Remarkably, Thompson continued to play football. The medical experts needed to wait to see if the tumour was active so he called his Rochdale manager, Keith Hill, who agreed he could play on.

‘I played for four months until March and scored within a week of the diagnosis against Walsall. I told team-mates to treat me normally. Don’t hold back in the tackles. Don’t feel sorry for me.’

His desire to play was driven, partly, by a fear that football might leave him behind. After his first diagnosis in 2013, Tranmere cut him adrift. ‘It was May and my contract was up. Tranmere gave me my P45 without a phone call. The PFA covered nursery fees for Lula. Rochdale have reassured me and told me not to rush. I’m still paid and am under contract but in my head, the clock is ticking and I want to be out there.’

In March, he reached breaking point in a 2-2 draw against MK Dons. ‘It was all a blur. The floodlights came on and they were too bright. It was all too fast.

‘Afterwards, I was violently sick in the changing room toilets. I knew all my team-mates could hear. It’s unwritten in football you need to be macho and I was on the floor on my hands and knees, being sick . . . being weak.’

Thompson now knows he was anything but weak. He was playing professional football four months after a cancer diagnosis. ‘The MK Dons doctor said that. That’s when I thought, “Stop trying to be a hero and get yourself to hospital”.’

 

A medical update brought bad news. ‘The cancer was in the middle of my chest and heading towards my lymph nodes and armpits. The chemo was two cycles of five days. It went straight into my chest to the major arteries near my heart. It’s a horrendous feeling. It’s a whoosh, it’s cold, you feel it inside you, like a million ants running through your veins. It was 24 hours a day with a 20-minute break at night to have a shower and clean your teeth.

‘I went in with a plan to watch a load of box-sets. I was too weak to do anything.’

The stem-cell treatment and high-dose chemotherapy required Thompson to be in isolation. The specialist warned most patients are in for up to six weeks. He was out in 18 days but his weight plummeted by two stone.

‘It tests your sanity,’ he recalls. ‘Imagine putting yourself in a room, feeling terrible, being told you can’t leave the room, the windows don’t open. You are claustrophobic, you lose all sense of the outside world and civilisation.

______

→ Brief A: According to the article about Thompson's cancer, how long was he in isolation for his stem-cell treatment?
→ Brief B: From the article about Thompson's cancer, reproduce the passage that begins at the words "In March, he" and stops after the words "all too fast.".
→ Brief C: Carry the article about Thompson's cancer forward from its last sentence.

______

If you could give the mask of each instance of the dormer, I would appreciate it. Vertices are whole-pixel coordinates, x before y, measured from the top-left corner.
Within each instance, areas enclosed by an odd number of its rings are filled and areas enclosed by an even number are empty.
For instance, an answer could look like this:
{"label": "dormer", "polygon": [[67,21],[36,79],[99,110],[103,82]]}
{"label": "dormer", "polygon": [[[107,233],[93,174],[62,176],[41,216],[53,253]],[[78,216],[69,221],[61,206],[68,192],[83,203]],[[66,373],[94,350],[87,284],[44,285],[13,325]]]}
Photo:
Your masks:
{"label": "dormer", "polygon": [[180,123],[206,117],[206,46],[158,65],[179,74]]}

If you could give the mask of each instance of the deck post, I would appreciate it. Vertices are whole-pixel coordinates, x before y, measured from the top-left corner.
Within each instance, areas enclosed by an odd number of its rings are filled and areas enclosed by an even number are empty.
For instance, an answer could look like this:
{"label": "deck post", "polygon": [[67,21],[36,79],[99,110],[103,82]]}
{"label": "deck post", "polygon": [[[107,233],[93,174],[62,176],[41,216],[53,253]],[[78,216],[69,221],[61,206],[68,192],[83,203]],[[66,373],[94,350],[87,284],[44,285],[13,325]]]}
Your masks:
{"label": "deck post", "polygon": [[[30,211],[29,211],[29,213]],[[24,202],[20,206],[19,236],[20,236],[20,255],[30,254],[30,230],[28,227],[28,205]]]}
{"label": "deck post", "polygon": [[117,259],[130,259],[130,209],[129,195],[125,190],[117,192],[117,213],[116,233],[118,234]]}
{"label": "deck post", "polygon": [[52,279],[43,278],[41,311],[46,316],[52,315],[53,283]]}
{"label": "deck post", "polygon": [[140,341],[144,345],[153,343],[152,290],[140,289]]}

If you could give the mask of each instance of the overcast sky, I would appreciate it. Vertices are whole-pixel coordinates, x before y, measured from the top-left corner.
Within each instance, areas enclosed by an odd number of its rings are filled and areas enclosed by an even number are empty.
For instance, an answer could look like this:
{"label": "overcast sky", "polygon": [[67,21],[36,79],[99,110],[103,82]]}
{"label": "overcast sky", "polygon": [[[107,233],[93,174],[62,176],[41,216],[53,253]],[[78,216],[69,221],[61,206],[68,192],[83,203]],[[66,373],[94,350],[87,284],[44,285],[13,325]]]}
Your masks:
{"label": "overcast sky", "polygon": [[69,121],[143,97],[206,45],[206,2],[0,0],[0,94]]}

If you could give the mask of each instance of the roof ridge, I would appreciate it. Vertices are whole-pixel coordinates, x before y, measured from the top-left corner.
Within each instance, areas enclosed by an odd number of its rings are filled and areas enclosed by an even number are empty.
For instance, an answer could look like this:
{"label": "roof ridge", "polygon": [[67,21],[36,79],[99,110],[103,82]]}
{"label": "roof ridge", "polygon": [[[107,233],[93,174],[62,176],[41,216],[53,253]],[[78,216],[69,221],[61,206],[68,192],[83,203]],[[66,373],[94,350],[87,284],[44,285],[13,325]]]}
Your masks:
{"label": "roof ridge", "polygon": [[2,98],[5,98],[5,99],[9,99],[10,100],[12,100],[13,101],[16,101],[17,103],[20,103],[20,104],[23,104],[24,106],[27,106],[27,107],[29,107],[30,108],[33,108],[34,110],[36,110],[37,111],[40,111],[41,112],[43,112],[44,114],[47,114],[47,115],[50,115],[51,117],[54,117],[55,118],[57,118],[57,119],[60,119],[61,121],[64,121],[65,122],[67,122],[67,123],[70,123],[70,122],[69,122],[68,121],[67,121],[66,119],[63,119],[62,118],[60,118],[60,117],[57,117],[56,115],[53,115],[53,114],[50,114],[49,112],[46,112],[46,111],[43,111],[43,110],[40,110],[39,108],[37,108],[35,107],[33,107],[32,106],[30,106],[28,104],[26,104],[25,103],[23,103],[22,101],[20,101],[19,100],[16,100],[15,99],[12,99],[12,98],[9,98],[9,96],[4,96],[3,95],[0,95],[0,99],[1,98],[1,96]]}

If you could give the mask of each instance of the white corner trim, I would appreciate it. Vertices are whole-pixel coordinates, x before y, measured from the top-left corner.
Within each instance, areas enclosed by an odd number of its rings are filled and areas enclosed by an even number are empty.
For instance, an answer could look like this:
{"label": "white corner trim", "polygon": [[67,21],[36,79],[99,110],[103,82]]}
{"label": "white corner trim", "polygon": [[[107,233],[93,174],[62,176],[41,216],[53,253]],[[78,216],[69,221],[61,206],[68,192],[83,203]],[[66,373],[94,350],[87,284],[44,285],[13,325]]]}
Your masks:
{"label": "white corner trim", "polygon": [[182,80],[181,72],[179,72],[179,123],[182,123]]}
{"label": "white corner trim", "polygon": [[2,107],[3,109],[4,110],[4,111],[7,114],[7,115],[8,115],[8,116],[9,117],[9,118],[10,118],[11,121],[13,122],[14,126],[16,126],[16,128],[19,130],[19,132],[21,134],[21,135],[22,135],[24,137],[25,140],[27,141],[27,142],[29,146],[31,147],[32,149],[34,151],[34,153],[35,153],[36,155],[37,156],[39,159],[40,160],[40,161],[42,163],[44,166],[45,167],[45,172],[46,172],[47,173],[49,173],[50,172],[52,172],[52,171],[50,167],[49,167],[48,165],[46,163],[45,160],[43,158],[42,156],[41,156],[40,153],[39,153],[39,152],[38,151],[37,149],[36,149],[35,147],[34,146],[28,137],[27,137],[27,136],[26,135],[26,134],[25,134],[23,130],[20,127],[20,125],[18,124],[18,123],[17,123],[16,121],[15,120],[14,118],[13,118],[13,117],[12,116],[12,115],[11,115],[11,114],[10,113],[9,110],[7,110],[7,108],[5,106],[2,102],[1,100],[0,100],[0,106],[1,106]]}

______

→ Answer box A: He was out in 18 days.

→ Answer box B:
In March, he reached breaking point in a 2-2 draw against MK Dons. ‘It was all a blur. The floodlights came on and they were too bright. It was all too fast.

→ Answer box C:
‘It was 11 days without seeing Lula and then it got to Father’s Day. The hospital wanted to keep her away for infection reasons but I needed half an hour with my little girl. We had a little cuddle.

‘Children associate hospitals with miracles. She was sure daddy has to stay in hospital and when he comes out everything will be fixed. Three days later, I was out and my spirits picked up.’

Joe and Chantelle share a smile. They are grateful to Manchester’s Christie Foundation Hospital, where the family made friends unified by common misery but shared determination. ‘The hospital has saved my life twice. There was a BBC journalist, a plumber and a doorman. The journo is doing OK. The plumber is in remission. The lad who was across from me . . . the doctor told him there was nothing more they could do. That felt too close to home — the bed away from me.

‘There were times I was scared. One day between my chemo sessions, I was at home and I couldn’t stop being violently sick for hours.’

Support flooded in. Signed shirts came from Wayne Rooney and Daniel Sturridge among dozens more. Bryan Robson sent a text and after coming through at Manchester United, old friends such as Danny Simpson, Tom Cleverley and Danny Welbeck are in touch.

He calls manager Hill a father figure. Thompson is in contact with Wolves keeper Carl Ikeme, now fighting his own cancer battle.

‘I have a routine check for my bloods this month but the specialist said, “I hope to never see you again”,’ says Thompson.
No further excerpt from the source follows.